---------- 文档正文

如何实现对机器人接触力的数据滤波

下面举一些例子，实现对机器人接触力的数据滤波！

首先是导入数据：

clc
clear all;
close all;
X = xlsread('E:程序test~六维力数据.csv');%导入数据
A=X(:,1);B=X(:,2);C=X(:,3);D=X(:,4);E=X(:,5);F=X(:,6);%提取力数据

%% 滤波
x=A;
N=1347; %时域点数
fs = 100;  % 重采样频率
T = 1/fs;  % 周期
n = 5;  % 1Hz频率被分成n段
% N = fs*n;  % 因为1Hz频率被分成了n段，所以频谱的x轴数组有fs*n个数
f = (0: N-1)*fs/N;  % 将fs个频率细分成fs*n个（即原来是[0, 1, 2, …, fs]，现在是[0, 1/N, 2/N, …, (N-1)*fs/N]）
t = (0: N-1)*T;  % 信号所持续的时长（N个周期）
nHz = 10;  % 画的频谱的横坐标到nHz
Hz = nHz*n;  % 画的频谱的横坐标的数组个数

%% 绘制原始信号时频图
figure
subplot(211),plot(x,'k'),title('原始信号时域'),xlabel('采样点/n'),ylabel('力或力矩');  % 绘制原始信号时域


fx = abs(fft(x-mean(x)))/(N/2);  % 傅里叶变换
subplot(212),plot(f(1:Hz), fx(1:Hz),'k'),title('原始信号频谱图'),xlabel('频率/Hz'),ylabel('幅值');  % 绘制原始信号频域

可以得到如下结果：

通过傅里叶变换可以得到接触力信号频域上的内容。

进行低通滤波处理：

%% 低通滤波
fc = 20;
Wc = 2*fc/fs; 
[b,a] = butter(2,Wc,'low');  % 四阶的巴特沃斯低通滤波,保留频率低于fc的振动
fprintf('a = %6.18fn',a);
fprintf('b = %6.18fn',b);
x1 = filter(b,a,x);


figure
subplot(211),plot(x1,'b'),title('低通滤波信号时域图'),xlabel('采样点/n'),ylabel('力或力矩');
fx = abs(fft(x1-mean(x1)))/(N/2);  % 傅里叶变换
subplot(212),plot(f(1:Hz), fx(1:Hz),'b'),title('低通滤波信号频谱图'),xlabel('频率/Hz'),ylabel('幅值');  % 绘制原始信号频域

Butterworth digital and analog filter design：

function varargout = butter(n, Wn, varargin)
narginchk(2,4);
if coder.target('MATLAB')
   [varargout{1:nargout}] = butterImpl(n,Wn,varargin{:});
else
   allConst = coder.internal.isConst(n) && coder.internal.isConst(Wn);
   for ii = 1:length(varargin)

--------------------
---------- 提供的材料

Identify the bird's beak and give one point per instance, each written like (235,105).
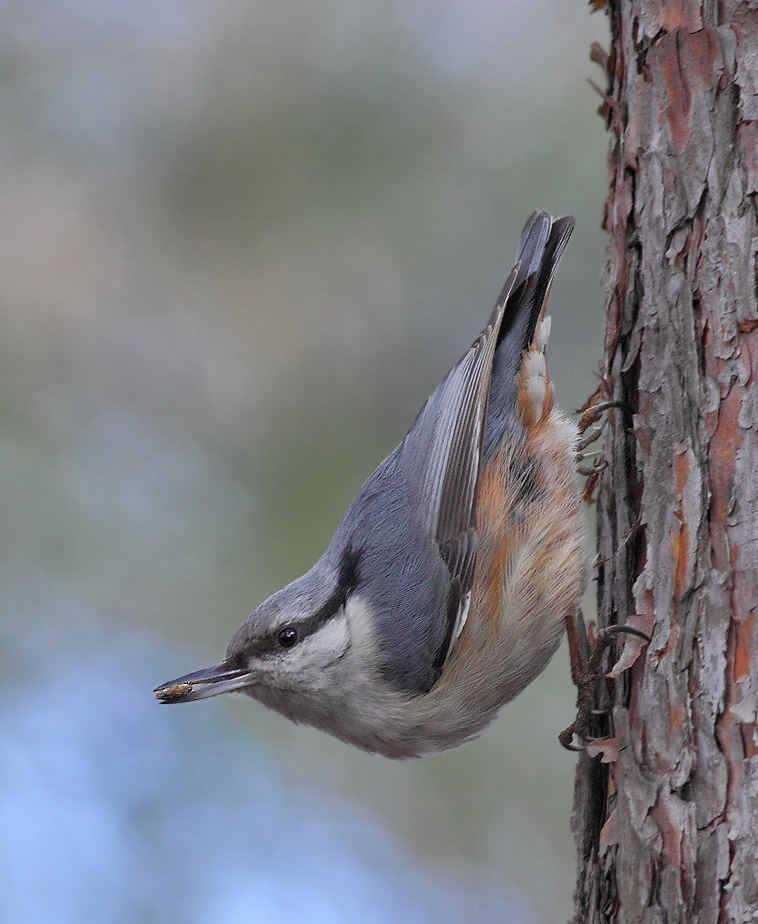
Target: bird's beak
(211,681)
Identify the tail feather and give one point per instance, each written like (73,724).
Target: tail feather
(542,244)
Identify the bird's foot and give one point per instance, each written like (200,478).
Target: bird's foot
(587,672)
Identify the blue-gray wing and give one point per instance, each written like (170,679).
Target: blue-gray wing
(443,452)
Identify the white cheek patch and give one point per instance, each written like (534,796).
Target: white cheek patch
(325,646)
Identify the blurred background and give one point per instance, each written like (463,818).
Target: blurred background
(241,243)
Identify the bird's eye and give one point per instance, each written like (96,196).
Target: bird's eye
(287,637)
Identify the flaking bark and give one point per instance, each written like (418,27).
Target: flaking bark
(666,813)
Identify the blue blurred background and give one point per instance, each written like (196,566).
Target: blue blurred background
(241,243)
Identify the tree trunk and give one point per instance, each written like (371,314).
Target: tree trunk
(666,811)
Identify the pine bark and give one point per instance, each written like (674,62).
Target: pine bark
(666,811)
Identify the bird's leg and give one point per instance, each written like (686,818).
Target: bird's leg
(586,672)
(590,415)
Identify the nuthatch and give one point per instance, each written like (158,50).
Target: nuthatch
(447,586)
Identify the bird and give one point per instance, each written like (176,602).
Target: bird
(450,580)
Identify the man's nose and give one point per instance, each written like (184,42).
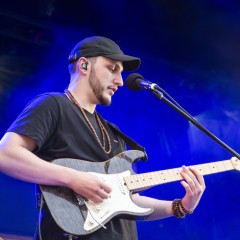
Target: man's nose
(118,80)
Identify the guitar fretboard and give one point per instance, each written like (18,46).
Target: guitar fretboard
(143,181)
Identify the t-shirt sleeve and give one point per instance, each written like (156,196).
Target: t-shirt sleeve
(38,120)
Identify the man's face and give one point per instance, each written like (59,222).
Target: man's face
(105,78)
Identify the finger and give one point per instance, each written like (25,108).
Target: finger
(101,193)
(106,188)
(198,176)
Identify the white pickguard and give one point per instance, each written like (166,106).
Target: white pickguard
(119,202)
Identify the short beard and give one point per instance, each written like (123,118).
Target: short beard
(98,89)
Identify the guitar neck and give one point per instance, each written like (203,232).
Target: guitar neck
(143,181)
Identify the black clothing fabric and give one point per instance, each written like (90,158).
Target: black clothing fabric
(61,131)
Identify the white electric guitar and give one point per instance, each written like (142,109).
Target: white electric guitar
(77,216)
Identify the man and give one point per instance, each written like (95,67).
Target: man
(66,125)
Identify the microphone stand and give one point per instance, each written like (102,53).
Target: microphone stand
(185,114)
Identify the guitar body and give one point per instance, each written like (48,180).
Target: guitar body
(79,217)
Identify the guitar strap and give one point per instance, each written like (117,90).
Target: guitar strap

--------------------

### [任务列表]
[A] 找出正文代码里用 title 函数设置的图形标题，全部列出。
[B] 把正文中从“fx = abs(fft(x-mean(x)))/(N/2);”到“通过傅里叶变换可以得到接触力信号频域上的内容。”的这一段一字不改地输出。

### [最终答案]
[A]
原始信号时域
原始信号频谱图
低通滤波信号时域图
低通滤波信号频谱图

[B]
fx = abs(fft(x-mean(x)))/(N/2);  % 傅里叶变换
subplot(212),plot(f(1:Hz), fx(1:Hz),'k'),title('原始信号频谱图'),xlabel('频率/Hz'),ylabel('幅值');  % 绘制原始信号频域

可以得到如下结果：

通过傅里叶变换可以得到接触力信号频域上的内容。